-- TEXT EXCERPT --
________________________
As well as destroying any remaining cancer cells, the high doses of chemotherapy also destroy the stem cells in the bone marrow. After the chemotherapy, the patient is given the stem cells that were collected before the treatment. These stem cells start producing mature blood cells again.
Types of transplant – There are Two main types
A. Autologous BMT
In this procedure, patients own stem cells are collected and these stem cells are used after the high-dose treatment.
B. Allogeneic BMT
This uses stem cells from a donor and also known as an allograft. An allogenic transplant is more complicated procedure than an autologous one and only carried out in a very few specialized hospitals in India. Recovery may take several months or longer. The donor is another person whose tissue has the same genetic type (HLA type) as the person needing the transplant (recipient). It is more likely that the recipient will find a suitable donor in a brother or sister. This however, happens only 25 to 30 percent of the time.
If a family member does not match the recipient, the request is sent to the unrelated bone marrow transplant registry database to look for a suitable unrelated individual whose tissue type is a close match. It is more likely that a donor who comes from the same racial or ethnic group as the recipient will have the same HLA type.
Steps involved in Bone Marrow Transplant
1. Peripheral Blood Stem Cell Collection
The Peripheral Blood Stem Cell Transplant method is more commonly performed when compared to the Bone Marrow Harvest method and it is less invasive and easy to perform. Some studies even suggest that the stem cell yield by this method is higher when compared to bone marrow harvest. The process takes 4-6 hours after administering the necessary medication for 4 days.
Donors are injected with Granulocyte Colony Stimulating Factor (GCSF) for a duration of 4 days to stimulate stem cell proliferation. The donor stem cells are collected by a process called apheresis.
________________________
-- REQUIRED WORK --
A. Translate this sentence from the bone marrow transplant text into Spanish: "These stem cells start producing mature blood cells again."
B. Using the bone marrow transplant text, decide whether each statement agrees with it. Answer yes or no and quote the deciding words.
(i) An allogeneic transplant uses the patient's own stem cells.
(ii) A suitable brother or sister donor is found only 25 to 30 percent of the time.
(iii) Donors are given GCSF for 4 days.
________________________
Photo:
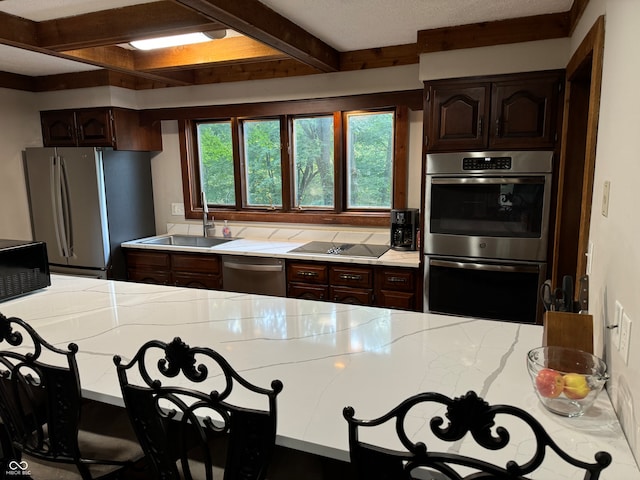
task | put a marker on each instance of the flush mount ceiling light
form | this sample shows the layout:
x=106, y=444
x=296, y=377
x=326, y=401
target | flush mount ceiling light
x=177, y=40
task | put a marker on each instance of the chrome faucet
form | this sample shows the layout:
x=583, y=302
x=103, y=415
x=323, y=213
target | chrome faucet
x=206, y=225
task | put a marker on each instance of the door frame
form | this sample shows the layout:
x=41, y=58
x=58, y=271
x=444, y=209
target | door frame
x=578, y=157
________________________
-- TASK-BY-TASK OUTPUTS --
A. Estas células madre comienzan a producir de nuevo células sanguíneas maduras.

B.
(i) No: "This uses stem cells from a donor and also known as an allograft."
(ii) Yes: "This however, happens only 25 to 30 percent of the time."
(iii) Yes: "Donors are injected with Granulocyte Colony Stimulating Factor (GCSF) for a duration of 4 days"